(Items from a data source)
=== Section Start ===
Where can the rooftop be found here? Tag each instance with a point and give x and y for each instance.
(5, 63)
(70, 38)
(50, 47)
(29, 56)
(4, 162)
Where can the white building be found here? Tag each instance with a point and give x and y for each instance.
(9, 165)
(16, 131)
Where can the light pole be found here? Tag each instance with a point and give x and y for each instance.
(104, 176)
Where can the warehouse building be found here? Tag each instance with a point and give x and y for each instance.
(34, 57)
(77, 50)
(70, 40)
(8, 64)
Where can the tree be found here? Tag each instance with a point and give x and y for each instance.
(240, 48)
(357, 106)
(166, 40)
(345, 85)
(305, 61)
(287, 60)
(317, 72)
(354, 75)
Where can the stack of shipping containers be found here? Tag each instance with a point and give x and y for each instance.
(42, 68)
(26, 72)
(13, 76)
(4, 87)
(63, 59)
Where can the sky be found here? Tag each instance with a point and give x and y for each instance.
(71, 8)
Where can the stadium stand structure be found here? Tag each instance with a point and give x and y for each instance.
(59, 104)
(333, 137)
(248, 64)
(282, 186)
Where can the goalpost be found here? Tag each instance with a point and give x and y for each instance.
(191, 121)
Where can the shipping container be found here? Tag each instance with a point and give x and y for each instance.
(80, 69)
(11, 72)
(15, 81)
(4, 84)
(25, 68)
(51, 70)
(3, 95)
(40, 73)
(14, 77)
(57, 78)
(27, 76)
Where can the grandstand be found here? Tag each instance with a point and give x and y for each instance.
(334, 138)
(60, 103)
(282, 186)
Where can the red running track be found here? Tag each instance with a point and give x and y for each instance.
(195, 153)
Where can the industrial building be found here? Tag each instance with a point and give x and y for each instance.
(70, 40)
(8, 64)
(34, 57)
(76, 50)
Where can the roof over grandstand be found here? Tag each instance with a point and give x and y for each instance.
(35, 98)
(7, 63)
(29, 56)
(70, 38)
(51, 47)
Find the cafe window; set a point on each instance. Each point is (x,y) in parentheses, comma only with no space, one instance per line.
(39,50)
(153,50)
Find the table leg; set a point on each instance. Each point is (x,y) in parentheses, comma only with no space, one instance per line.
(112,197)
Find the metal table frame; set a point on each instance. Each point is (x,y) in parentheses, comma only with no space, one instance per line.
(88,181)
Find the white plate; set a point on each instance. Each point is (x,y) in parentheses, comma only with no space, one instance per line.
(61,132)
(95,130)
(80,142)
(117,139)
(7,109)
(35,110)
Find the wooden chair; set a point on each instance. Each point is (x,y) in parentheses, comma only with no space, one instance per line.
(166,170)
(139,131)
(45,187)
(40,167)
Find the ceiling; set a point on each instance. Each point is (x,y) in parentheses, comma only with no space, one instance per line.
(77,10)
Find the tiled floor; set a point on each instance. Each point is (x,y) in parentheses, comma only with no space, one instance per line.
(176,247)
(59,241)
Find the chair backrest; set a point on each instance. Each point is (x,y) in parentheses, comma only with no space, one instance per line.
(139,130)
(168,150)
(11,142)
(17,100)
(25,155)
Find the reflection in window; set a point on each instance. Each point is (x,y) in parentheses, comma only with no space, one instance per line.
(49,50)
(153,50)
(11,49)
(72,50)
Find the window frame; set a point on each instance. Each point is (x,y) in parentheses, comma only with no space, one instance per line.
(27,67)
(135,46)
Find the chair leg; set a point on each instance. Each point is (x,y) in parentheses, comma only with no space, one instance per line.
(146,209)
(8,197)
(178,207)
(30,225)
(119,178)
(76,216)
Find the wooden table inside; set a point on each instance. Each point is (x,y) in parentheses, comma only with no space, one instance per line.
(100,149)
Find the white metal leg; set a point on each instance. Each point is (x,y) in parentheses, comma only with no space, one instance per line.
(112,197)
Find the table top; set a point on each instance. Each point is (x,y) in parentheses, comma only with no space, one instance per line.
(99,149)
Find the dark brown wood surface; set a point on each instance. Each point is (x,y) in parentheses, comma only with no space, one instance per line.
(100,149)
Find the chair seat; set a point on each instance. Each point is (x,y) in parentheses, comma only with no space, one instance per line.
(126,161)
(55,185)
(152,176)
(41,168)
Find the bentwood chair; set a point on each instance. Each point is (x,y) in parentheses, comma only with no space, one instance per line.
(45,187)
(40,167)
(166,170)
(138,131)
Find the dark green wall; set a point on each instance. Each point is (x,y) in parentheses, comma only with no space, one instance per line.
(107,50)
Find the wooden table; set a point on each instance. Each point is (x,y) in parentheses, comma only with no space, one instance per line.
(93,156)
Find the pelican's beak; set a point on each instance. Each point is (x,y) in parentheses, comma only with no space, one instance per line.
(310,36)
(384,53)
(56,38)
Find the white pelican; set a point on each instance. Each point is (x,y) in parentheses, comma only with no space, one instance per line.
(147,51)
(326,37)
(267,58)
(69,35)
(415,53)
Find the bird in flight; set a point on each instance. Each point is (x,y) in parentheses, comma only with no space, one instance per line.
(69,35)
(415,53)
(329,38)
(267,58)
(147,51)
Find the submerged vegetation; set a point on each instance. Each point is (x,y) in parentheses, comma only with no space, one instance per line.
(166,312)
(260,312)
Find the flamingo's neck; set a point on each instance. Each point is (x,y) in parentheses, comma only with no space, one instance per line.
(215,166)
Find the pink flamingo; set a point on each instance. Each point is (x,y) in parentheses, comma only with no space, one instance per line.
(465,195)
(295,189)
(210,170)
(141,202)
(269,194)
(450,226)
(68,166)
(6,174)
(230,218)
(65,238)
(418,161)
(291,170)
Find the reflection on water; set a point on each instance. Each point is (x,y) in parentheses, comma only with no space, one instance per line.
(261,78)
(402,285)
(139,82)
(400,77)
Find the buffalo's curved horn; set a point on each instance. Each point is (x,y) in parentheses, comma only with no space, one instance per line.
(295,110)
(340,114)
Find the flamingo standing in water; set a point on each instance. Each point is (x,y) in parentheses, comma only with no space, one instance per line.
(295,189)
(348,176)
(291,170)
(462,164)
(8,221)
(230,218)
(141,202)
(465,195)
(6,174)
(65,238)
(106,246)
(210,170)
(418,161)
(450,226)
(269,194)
=== Section End ===
- **AIM OF THE TASK**
Give each line of the records above again, unchanged.

- **RESPONSE TO THIS EXERCISE**
Where can the rooftop be found here? Tag each instance with a point and give x and y for each instance.
(5, 63)
(70, 38)
(50, 47)
(29, 56)
(4, 162)
Where can the white building be found here? Tag each instance with a point and give x and y for each instance.
(9, 165)
(16, 131)
Where can the light pole be found here? Tag each instance with a point and give x and y for each instance.
(104, 176)
Where can the warehouse building be found here? Tag each instance with a point and give x and y for each instance.
(34, 57)
(77, 50)
(70, 40)
(8, 64)
Where can the tree be found here? Tag each instance with a point and give x and y for each instance.
(240, 48)
(357, 106)
(166, 40)
(345, 85)
(305, 61)
(287, 60)
(317, 72)
(354, 75)
Where can the stack of shipping containers be found here? Tag each instance with a point and give x and y for each instance.
(42, 68)
(26, 72)
(13, 76)
(4, 87)
(63, 59)
Where can the sky be found here? Tag each instance with a point and give x and y for each instance.
(71, 8)
Where can the stadium stand structure be found here? Tag each instance with a point and give x and y for each instance.
(59, 104)
(333, 137)
(248, 64)
(282, 186)
Where can the goalpost be found here? Tag each instance with a point and give x and y for each instance.
(191, 121)
Where can the shipping container be found here? Tag each instance with a point and give x and y for each instance.
(80, 69)
(11, 72)
(15, 81)
(4, 84)
(25, 68)
(51, 70)
(3, 95)
(40, 73)
(14, 77)
(57, 78)
(27, 76)
Where can the grandstand be found here? Tag each instance with a point and give x and y for each instance.
(334, 138)
(60, 103)
(282, 186)
Where can the red running track be found here? Tag each instance with a point and give x and y for each instance.
(195, 153)
Where can the industrial building be found here? Tag each instance with a point and give x and y for each instance.
(70, 40)
(8, 64)
(34, 57)
(76, 50)
Where can the roof over grandstand be found here? Tag each instance with a point and give x and y for each instance.
(35, 98)
(7, 63)
(29, 56)
(70, 38)
(51, 47)
Find the cafe window; set a point on each instance. Each point is (x,y) in parentheses, comma only with no space, one instance per line.
(39,50)
(153,50)
Find the table leg; set a point on each instance. Each point is (x,y) in parentheses, comma only with no space, one instance per line.
(112,197)
Find the metal table frame; set a point on each instance. Each point is (x,y) in parentheses, comma only with no space, one instance per line.
(88,181)
Find the white plate; set a point on each instance. Each point is (x,y) in parentheses, comma only with no space, one instance per line.
(61,132)
(95,130)
(80,142)
(117,139)
(7,109)
(35,110)
Find the wooden chair; set a point on each instance. Each point is (x,y) in parentheses, comma only with no space, one instance per line.
(166,170)
(139,131)
(45,187)
(40,167)
Find the ceiling; set a point on each instance. Each point is (x,y) in parentheses, comma only with no space, one instance per line.
(77,10)
Find the tiled floor; set a point on each instance. Each point is (x,y) in parentheses, comma only with no space, one instance per line.
(176,247)
(59,241)
Find the chair backrest; set a point on each instance. Each point is (x,y) in parentheses, comma only with no space, one instance per line.
(139,130)
(168,150)
(11,142)
(17,100)
(25,155)
Find the reflection in window; set a point on each instance. Each point is (x,y) in parentheses, comma only with no space, one instance per line.
(49,50)
(153,50)
(11,49)
(72,50)
Find the window frame; set a point on each instance. Each point is (x,y) in parentheses, comma only with no space, one instance per line.
(27,67)
(135,46)
Find the chair leg; set a point on each instance. Each point is (x,y) in parentheses, comma only with no space, one instance per line.
(146,209)
(8,197)
(178,207)
(30,225)
(119,178)
(76,216)
Find the wooden table inside; set a point on each instance. Each point is (x,y) in parentheses, comma only with no space, one instance per line.
(100,149)
Find the white metal leg; set a point on each instance. Each point is (x,y) in parentheses, comma only with no space, one instance per line.
(112,197)
Find the table top; set a point on each instance. Each point is (x,y) in parentheses, comma only with no space, one instance per line.
(99,149)
Find the dark brown wood surface; set a point on each instance. Each point is (x,y) in parentheses, comma only with no space, one instance per line.
(100,149)
Find the chair seat; set a point on each instance. Each point is (x,y) in parentheses, comma only with no space, one instance per line.
(126,161)
(55,185)
(152,176)
(41,168)
Find the bentwood chair; set a point on each instance. Each point is (x,y) in parentheses, comma only with no space, one instance per line.
(45,187)
(40,167)
(166,170)
(138,131)
Find the dark green wall; set a point on each instance. Each point is (x,y) in parentheses, comma only with no space, one instance per line.
(107,50)
Find the wooden table; set a point on each instance. Each point is (x,y) in parentheses, comma only with no space, one instance per line.
(93,156)
Find the pelican's beak; set a point on each instance. Each point is (x,y) in parentheses, comma only with no space, one instance per line.
(310,36)
(384,53)
(56,38)
Find the white pelican; set a point on each instance. Each point is (x,y) in parentheses, comma only with no space, one instance per line.
(147,51)
(326,37)
(267,58)
(69,35)
(415,53)
Find the bird in flight; set a point on each instance. Each point is (x,y) in parentheses, comma only with no space, one instance per line.
(69,35)
(415,53)
(329,38)
(267,58)
(147,51)
Find the submerged vegetation; set a point on each instance. Each point is (x,y) in parentheses, comma only with no space, one instance per line.
(166,312)
(260,312)
Find the flamingo's neck; set a point on each instance. Each point is (x,y) in parentheses, comma only with no space, one instance per line.
(215,166)
Find the pink flamingo; set a point on each instance. Each point is (x,y) in parentheses, comma only with no space, one instance per line.
(465,195)
(295,189)
(210,170)
(141,202)
(269,194)
(450,226)
(68,166)
(6,174)
(230,218)
(65,238)
(418,161)
(291,170)
Find the reflection on water; set a point on each instance. Each point is (x,y) in parentheses, comma only with no space, one instance per line.
(261,78)
(402,285)
(139,82)
(400,77)
Find the buffalo's curved horn; set a point on each instance. Each point is (x,y) in parentheses, comma only with no space, one instance per line.
(295,110)
(340,114)
Find the flamingo standing in water; set a point on each instance. Each point is (x,y) in parentheses, comma only with no space, one instance per line.
(295,189)
(348,176)
(291,170)
(462,164)
(8,221)
(230,218)
(141,202)
(465,195)
(6,174)
(65,238)
(106,246)
(210,170)
(418,161)
(450,226)
(269,194)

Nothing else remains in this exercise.